■ **Text**

A New York federal judge on Friday afternoon kept in place a temporary order barring employees of Donald Trump’s so-called Department of Government Efficiency cost-cutting initiative from accessing the Treasury Department’s sensitive financial systems with data on millions of Americans.
U.S. District Judge Jeannette A. Vargas held off on ruling on a preliminary injunction requested by a coalition of 19 Democratic attorneys general to block DOGE from accessing Treasury systems due to constitutionality and cybersecurity concerns but extended a temporary restraining order that was already in place until she rules on the preliminary injunction.
Vargas, a Joe Biden appointee, promised a ruling “shortly, but it will not be today.”
She expressed wariness during Friday’s hearing at the expeditiousness of DOGE’s rollout into the Treasury’s sensitive payment information database, given the acknowledged risks of data breaches and cybersecurity.
“You’ve described the processes as a thoughtful one, but the timeframes seem very abbreviated,” she said. “Why the rush?”
New York Special Counsel Andrew Amer echoed the judge’s concerns about the hastiness of installing DOGE staffers at the federal Treasury Department.
“This was a rushed project, and the law doesn’t permit this to be rushed,” he said.
Amer rebutted the government’s defense that the Treasury was just carrying out Trump’s DOGE executive order consistent with normal practices for any incoming new administration.
“This was not a Treasury function — this was building a new automated process to apply an ideological litmus test to funding requests,” he said.
Vargas also asked lawyers representing the Trump administration whether or not DOGE staff embedded at the United States Treasury had disclosed Treasury data outside of the department.
“We don’t presently know,” Assistant U.S. Attorney Jeffrey Oestericher replied, noting that a Treasury Department forensic investigation is underway but had not yet concluded.
“Is that not problematic,” Vargas asked.

(Object point labels)
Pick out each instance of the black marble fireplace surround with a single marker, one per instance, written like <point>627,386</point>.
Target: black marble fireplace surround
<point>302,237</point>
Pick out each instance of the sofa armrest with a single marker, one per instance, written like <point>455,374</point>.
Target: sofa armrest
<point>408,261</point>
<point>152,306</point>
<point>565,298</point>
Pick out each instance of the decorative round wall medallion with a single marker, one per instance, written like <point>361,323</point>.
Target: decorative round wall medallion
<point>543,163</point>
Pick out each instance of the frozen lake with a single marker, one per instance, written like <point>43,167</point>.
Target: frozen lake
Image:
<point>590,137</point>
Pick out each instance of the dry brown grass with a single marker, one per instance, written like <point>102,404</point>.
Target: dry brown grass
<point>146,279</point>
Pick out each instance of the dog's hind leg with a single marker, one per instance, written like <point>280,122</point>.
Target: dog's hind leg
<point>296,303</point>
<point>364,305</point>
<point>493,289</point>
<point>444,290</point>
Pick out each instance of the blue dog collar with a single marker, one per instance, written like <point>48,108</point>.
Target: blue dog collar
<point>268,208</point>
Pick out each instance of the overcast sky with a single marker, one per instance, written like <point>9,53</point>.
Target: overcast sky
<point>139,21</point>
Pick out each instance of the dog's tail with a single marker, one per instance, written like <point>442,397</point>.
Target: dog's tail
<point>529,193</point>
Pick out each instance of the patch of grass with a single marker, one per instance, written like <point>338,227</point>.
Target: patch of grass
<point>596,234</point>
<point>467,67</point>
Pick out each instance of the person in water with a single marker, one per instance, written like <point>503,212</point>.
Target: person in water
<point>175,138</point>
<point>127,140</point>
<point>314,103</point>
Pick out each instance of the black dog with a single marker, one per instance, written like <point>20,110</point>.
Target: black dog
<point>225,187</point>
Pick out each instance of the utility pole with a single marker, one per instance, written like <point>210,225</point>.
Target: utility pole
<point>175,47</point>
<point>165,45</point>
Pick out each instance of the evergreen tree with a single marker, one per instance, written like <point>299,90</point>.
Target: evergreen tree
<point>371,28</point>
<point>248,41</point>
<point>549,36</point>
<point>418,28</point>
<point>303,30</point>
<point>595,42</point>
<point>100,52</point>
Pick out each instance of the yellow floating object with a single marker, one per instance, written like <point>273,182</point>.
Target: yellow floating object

■ **Instructions**
**1.** In the article on the DOGE ruling, how many Democratic attorneys general joined the coalition that requested the preliminary injunction?
**2.** Reproduce the rows word for word, from the line containing "Pick out each instance of the black dog" through the final line of the rows.

■ **The responses**
**1.** Nineteen.

**2.**
Pick out each instance of the black dog with a single marker, one per instance, written like <point>20,110</point>.
Target: black dog
<point>225,187</point>
Pick out each instance of the utility pole with a single marker, one per instance, written like <point>210,225</point>.
Target: utility pole
<point>175,47</point>
<point>165,45</point>
Pick out each instance of the evergreen tree with a single marker, one per instance, written like <point>299,90</point>.
Target: evergreen tree
<point>371,28</point>
<point>248,41</point>
<point>549,36</point>
<point>418,28</point>
<point>303,30</point>
<point>595,42</point>
<point>100,52</point>
Pick out each instance of the yellow floating object with a single marker, one per instance, written like <point>273,182</point>.
Target: yellow floating object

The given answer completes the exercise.